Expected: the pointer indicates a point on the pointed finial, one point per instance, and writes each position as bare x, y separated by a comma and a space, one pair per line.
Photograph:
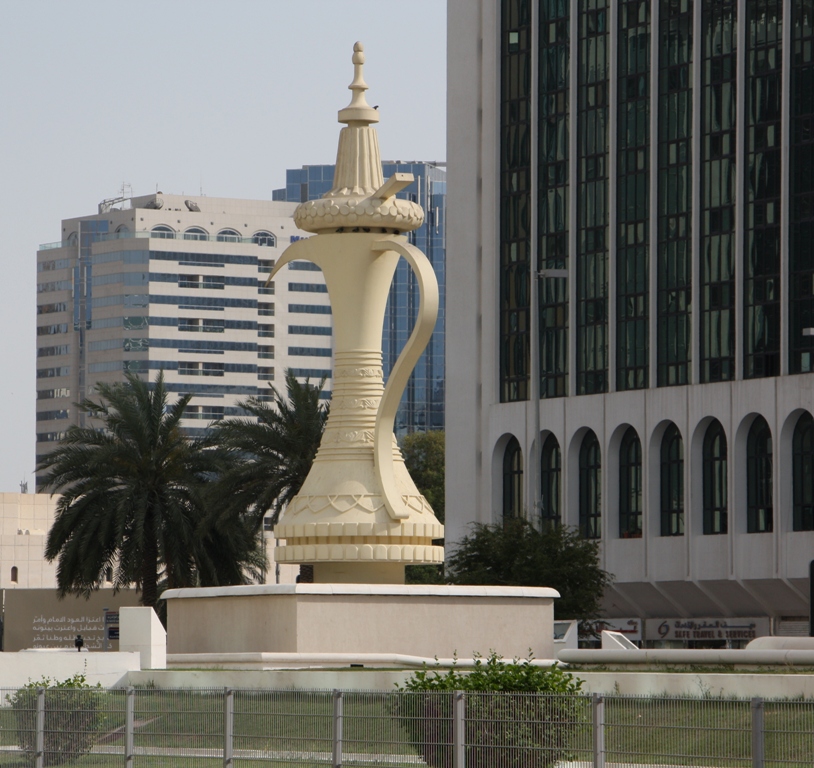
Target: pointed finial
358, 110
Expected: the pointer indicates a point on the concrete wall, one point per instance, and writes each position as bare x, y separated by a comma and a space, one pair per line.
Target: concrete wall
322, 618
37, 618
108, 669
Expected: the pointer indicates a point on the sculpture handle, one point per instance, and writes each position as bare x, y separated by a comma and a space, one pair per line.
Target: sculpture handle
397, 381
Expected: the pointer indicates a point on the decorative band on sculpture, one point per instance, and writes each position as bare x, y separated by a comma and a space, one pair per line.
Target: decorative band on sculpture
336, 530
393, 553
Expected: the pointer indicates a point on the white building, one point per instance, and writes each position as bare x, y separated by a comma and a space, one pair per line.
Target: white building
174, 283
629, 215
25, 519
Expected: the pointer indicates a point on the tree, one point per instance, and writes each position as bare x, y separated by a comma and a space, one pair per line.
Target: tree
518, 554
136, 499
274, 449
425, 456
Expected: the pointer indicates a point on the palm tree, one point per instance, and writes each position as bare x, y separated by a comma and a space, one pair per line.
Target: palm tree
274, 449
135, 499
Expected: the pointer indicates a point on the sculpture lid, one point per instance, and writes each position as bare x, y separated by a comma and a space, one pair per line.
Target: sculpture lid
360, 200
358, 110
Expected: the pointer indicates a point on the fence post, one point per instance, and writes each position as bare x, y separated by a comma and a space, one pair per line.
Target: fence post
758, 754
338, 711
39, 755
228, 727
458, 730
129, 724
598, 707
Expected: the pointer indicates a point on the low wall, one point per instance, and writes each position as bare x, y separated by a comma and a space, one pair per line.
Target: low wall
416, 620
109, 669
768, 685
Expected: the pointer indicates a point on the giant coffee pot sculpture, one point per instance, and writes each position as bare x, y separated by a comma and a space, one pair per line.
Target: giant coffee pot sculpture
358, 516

------

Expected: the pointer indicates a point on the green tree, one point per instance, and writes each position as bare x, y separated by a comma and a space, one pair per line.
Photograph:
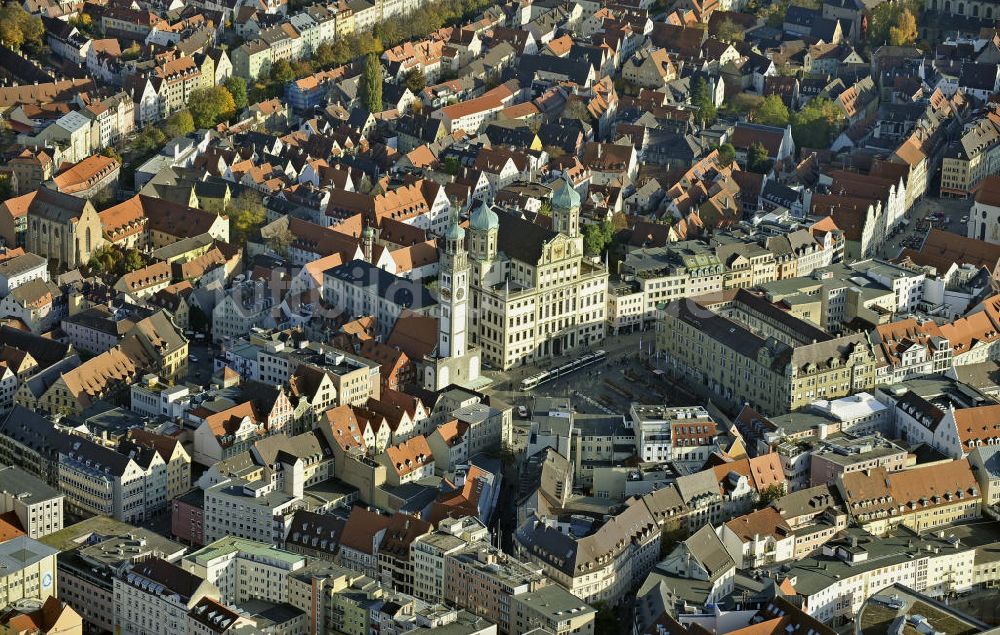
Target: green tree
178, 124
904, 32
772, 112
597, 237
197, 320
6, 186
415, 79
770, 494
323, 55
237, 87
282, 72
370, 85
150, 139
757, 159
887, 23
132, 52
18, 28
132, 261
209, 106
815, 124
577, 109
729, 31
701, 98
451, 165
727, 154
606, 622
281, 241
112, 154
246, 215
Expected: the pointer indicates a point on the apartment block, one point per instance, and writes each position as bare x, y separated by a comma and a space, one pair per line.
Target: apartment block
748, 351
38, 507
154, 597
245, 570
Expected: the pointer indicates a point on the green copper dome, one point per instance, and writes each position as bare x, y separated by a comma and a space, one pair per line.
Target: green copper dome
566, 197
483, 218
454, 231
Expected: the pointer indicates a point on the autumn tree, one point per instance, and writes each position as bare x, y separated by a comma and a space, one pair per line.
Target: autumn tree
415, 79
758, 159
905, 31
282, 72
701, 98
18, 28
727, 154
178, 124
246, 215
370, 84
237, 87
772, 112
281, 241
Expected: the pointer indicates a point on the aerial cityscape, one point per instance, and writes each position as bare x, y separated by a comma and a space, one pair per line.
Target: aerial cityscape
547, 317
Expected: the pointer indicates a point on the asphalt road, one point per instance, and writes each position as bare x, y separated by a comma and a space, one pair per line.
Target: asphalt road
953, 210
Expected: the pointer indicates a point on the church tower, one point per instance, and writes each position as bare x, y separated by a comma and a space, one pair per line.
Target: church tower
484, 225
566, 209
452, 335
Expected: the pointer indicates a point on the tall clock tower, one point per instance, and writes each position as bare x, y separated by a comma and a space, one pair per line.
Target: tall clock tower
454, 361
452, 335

------

* **Exercise objective**: Keep to the lines above from the line with "Expected: the pointer indicates a point on the pointed" to the line with "Expected: the pointer indicates a point on the concrete", and set down exactly those, inclusive, with nothing else and every picture left out.

* **Result below**:
Expected: the pointer indicates a point on the pointed finial, one point per instance, and writes each position as bare x, y separated by a comma and a space, one pair per line.
Photograph:
Target: pointed finial
358, 110
Expected: the pointer indicates a point on the concrete wall, one point per instance, and writes each position as bare x, y separated by a comma and a space, one pair per line.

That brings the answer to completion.